## [Document text]
#####

The youth of Malton, Ontario, as in every other hamlet, town or city in Canada, needed the benefits of organized sports. In winter, the sport was hockey. The village elders recognized this and founded the Malton Minor Hockey Association (MMHA) in 1949. The first Executive of the MMHA were: Alex McPherson, Ron McNeil, Jack Weech and Don Williams.

==History==
The Malton Association joined the Toronto Township Hockey League in 1949. The Toronto Township Hockey League became the Mississauga Hockey League in 1968.

From 1949 to 1968, MMHA teams had to go to Dixie Arena, Port Credit and Huron Park to Play their games. In the mid-60’s practice was held at Nobleton Arena.

In 1966, the Malton Memorial Recreation Association Incorporated (MMRAI) was formed to build Malton its own arena. On Saturday October 19, 1968 Malton Arena was officially opened by Chic Murray.

Greg Anaka (Order of Canada) was the President of the MMRAI. F. O'Donnell was 1st VP, J. Brankley was 2nd VP, George Drennen was Treasurer and Al Vickress was Secretary.
Directors were:
Frank McKechnie, D. McPhail, L. Faubert, J. Nind, A. McPherson, Roy Adkins, J.P. Gould, A. Wedgewood, W. E. Harris, M. Bardsley, B. Lavery, J. Terrion, M. Peeling, Tom Brassard, D.J. McGowan, A. Sherwin, G. Belanger, V. Drew, F. Giguere, J. McNab, J. Holley, R.Birchard, S. Flaourt, D. Mantle, W. Newbound, W. Campbell, H. Knell, W. Peeling, L. Van Bilson, J. Farrall, D. Lewis, C. Peterson, H. Duncan, C. Grainger, W.J. McCarron, T. Rich, R.R. Russell, K.G. Savery, N.F. Timmons, M. Watkins, J. Watson and T. Williams.

#####

[Dataset entries]
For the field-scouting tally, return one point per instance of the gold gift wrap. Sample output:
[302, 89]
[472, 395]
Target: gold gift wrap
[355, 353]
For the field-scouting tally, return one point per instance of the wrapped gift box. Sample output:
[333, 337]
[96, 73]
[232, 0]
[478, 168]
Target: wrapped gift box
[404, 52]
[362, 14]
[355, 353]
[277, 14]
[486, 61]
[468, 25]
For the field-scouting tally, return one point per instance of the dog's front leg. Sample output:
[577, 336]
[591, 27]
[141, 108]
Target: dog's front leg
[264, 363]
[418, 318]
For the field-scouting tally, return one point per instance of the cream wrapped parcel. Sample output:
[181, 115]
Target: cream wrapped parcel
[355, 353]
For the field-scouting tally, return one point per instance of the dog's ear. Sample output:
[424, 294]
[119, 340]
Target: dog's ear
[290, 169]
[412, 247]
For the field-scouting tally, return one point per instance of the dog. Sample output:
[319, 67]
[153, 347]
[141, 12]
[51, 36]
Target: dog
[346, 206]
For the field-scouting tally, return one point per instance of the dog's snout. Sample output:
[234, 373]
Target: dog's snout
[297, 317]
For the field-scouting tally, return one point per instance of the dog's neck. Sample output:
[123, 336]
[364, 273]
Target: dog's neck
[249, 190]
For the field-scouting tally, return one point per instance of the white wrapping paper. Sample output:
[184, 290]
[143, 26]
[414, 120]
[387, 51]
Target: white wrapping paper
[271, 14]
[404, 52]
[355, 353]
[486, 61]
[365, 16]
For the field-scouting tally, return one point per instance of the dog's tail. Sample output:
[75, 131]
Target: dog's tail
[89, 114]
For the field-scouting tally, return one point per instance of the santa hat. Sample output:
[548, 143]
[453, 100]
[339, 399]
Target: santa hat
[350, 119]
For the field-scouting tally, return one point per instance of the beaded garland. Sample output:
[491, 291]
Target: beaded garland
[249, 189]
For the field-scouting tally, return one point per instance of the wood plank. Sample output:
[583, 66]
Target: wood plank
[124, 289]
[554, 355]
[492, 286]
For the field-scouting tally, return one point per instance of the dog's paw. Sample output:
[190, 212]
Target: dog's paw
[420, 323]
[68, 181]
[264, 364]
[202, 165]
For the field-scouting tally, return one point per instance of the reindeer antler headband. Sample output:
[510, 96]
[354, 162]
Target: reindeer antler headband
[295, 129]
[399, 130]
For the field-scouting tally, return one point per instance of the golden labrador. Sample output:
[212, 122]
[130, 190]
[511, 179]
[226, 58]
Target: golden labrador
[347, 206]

#####

## [What needs to be done]
Continue the history of the Malton Minor Hockey Association from the point where it stops.

## [Response area]
Malton Arena continues to operate today, albeit is run by the City of Mississauga Parks and Recreation Department.

Alex McPherson was President of the MMHA from 1966 to 1973.
The president for Malton’s final year of operations was Ivan Elliot. Ivan and his wife Leona were responsible for spearheading the actions that resulted in the birth of the Credit Valley Wolves.

The following MMHA Coaches and Executive have been inducted into the Mississauga Hockey League (MHL) Hall of Fame:

- Morley Peeling (1969)
- Alex McPherson (1970)
- Jack Weech (1971)
- Greg Anaka (1976)
- Bill Peeling (1979)
- Ed Armstrong (1980)

The MMHA ceased to exist at the end of the 2004-2005 season. The Malton Ice Bears morphed into the Credit Valley Wolves in 2005. Credit Valley Wolves website.

==Alumni==
- Ron Ellis, Stanley Cup 1967.
- Paul Coffey, Stanley Cup-winning Defenseman and member of Hockey Hall of Fame.